Copy the residency update from the words "We are taking" through the words "discussion-style sharing instead.", replacing "studio" with "rehearsal space" each time it occurs.

** READING PASSAGE follows **

We are taking a break from the day-by-day catch-up journaling of my residency. Instead, we are jumping forward in time for an update on what I’ve been up to in these last couple of months.
The big news is that I held a sharing at QL2 at the beginning of June to give a little talk about what I’ve been doing in the studio. It’s the first time I’ve shared my work outside of this blog since embarking on this residency! Most dance residencies would involve some sort of performance or showing, but it seemed to me that opening up the studio for people to watch me improvise in intervals would not actually give any context or explanation of what I’ve been focussing on. So, with a helpful nudge from my wonderful mentor Sara Black, I organised a discussion-style sharing instead.
A lovely group of my peers and supporters braved the cold to come along to this mid-week, lunchtime talk, or Zoomed in from near and far. I gave a quick history of the residency, why I started it and how it has evolved (you can read up on all this in previous posts). Sara and Courtney were there to fill in the gaps and give their point of view. It was a challenge for me as I do find it hard to summarise it all succinctly (hence the long-form blog!), but it was good to finally describe everything in more detail face-to-face.
I also voiced out loud my future goals for my practice and what my next steps are. Ideally, I would love to continue this practice in some form for as long as I am an artist. I spoke about how I don’t really see this approach to sustaining individual practice advocated for as an important part of our dance ecology (despite the impressions I formed at uni) which is largely built on a project-to-project model. Are there support systems for this kind of long-term practice available, or could there be? Is there arts funding out there beyond project funding or once-off skills-development funding? I offered these questions up for open discussion.
It can be really challenging to fight against the notion that supporting arts research and long-term skills development is a self-indulgent and inconsequential allocation of resources. As artists we know the social (and economic) value of art, and we have an understanding of the importance of research and development in producing art of high quality and broad outreach. We also know that without a little nourishment, or what writer Julia Cameron refers to as Filling the well, we endanger the longevity of an artist’s career. The pandemic has only brought this into sharper focus. What can be tricky is sharing this understanding with the wider population and governing bodies in Australia.

** End of READING PASSAGE **
** RECORDED DATA follows **

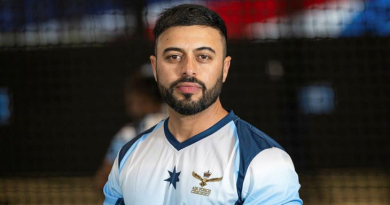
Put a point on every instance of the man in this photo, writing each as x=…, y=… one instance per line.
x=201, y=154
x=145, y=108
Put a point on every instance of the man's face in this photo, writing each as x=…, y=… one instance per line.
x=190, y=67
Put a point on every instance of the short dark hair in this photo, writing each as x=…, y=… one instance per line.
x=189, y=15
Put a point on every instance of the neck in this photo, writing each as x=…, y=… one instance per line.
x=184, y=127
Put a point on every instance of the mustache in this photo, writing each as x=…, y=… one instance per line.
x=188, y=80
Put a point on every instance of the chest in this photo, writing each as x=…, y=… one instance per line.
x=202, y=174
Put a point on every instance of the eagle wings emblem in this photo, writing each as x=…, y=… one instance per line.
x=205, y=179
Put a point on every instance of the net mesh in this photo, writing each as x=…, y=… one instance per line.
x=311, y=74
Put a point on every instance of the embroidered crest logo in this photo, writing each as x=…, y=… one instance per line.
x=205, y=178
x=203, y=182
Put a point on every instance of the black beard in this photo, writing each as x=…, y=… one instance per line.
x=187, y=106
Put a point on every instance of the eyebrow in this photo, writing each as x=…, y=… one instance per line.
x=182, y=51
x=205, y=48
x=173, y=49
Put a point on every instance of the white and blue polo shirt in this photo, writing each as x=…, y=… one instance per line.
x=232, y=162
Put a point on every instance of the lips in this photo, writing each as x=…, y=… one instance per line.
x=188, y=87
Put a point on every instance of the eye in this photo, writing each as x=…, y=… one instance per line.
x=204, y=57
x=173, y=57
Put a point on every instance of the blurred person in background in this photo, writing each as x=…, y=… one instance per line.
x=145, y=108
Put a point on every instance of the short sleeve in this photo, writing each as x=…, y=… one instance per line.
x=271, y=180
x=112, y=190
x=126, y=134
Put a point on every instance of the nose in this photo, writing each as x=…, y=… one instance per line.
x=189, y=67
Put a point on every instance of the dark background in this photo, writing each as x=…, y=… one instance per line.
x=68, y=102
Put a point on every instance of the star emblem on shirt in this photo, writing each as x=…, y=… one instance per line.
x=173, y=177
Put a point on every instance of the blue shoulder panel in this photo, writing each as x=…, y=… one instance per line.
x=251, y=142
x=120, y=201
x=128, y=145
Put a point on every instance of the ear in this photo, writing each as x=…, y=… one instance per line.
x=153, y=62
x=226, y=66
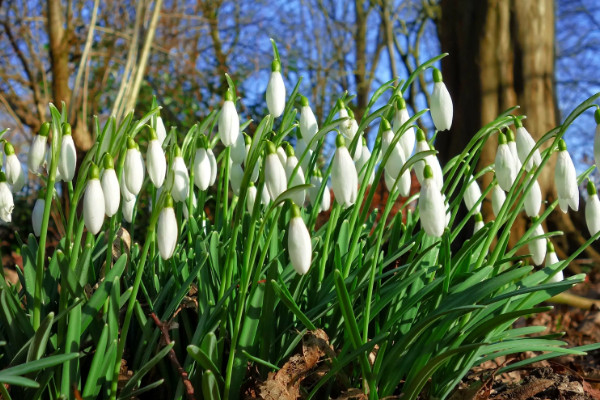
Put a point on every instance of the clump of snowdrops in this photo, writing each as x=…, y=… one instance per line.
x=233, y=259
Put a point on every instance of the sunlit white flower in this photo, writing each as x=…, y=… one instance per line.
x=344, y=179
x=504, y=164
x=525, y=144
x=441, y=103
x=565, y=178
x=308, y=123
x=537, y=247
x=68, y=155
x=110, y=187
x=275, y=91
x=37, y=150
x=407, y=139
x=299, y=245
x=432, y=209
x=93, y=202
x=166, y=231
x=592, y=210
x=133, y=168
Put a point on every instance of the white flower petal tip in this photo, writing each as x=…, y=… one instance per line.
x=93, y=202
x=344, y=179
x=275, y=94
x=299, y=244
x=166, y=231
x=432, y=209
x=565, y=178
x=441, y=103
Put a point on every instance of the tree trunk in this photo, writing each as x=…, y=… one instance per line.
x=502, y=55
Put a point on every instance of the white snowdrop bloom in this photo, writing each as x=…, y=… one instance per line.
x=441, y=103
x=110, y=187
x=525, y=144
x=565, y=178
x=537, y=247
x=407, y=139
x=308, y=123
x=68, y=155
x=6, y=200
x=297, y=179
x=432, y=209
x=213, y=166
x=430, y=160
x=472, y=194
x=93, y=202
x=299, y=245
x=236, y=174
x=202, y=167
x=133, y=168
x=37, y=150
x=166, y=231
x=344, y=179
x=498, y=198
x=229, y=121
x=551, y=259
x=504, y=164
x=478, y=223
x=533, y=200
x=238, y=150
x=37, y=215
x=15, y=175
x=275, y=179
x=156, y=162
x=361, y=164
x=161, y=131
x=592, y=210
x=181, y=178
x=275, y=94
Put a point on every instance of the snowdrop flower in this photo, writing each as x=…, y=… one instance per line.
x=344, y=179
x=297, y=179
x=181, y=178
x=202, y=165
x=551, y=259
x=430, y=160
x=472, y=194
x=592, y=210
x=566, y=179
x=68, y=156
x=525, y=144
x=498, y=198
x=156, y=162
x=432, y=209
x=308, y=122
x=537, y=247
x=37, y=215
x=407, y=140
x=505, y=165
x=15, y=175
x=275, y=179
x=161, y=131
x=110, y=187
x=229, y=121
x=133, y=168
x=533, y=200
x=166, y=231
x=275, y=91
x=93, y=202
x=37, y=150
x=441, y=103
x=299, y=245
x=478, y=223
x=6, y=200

** End of RECORDED DATA **

SOLUTION TO THIS TASK
We are taking a break from the day-by-day catch-up journaling of my residency. Instead, we are jumping forward in time for an update on what I’ve been up to in these last couple of months.
The big news is that I held a sharing at QL2 at the beginning of June to give a little talk about what I’ve been doing in the rehearsal space. It’s the first time I’ve shared my work outside of this blog since embarking on this residency! Most dance residencies would involve some sort of performance or showing, but it seemed to me that opening up the rehearsal space for people to watch me improvise in intervals would not actually give any context or explanation of what I’ve been focussing on. So, with a helpful nudge from my wonderful mentor Sara Black, I organised a discussion-style sharing instead.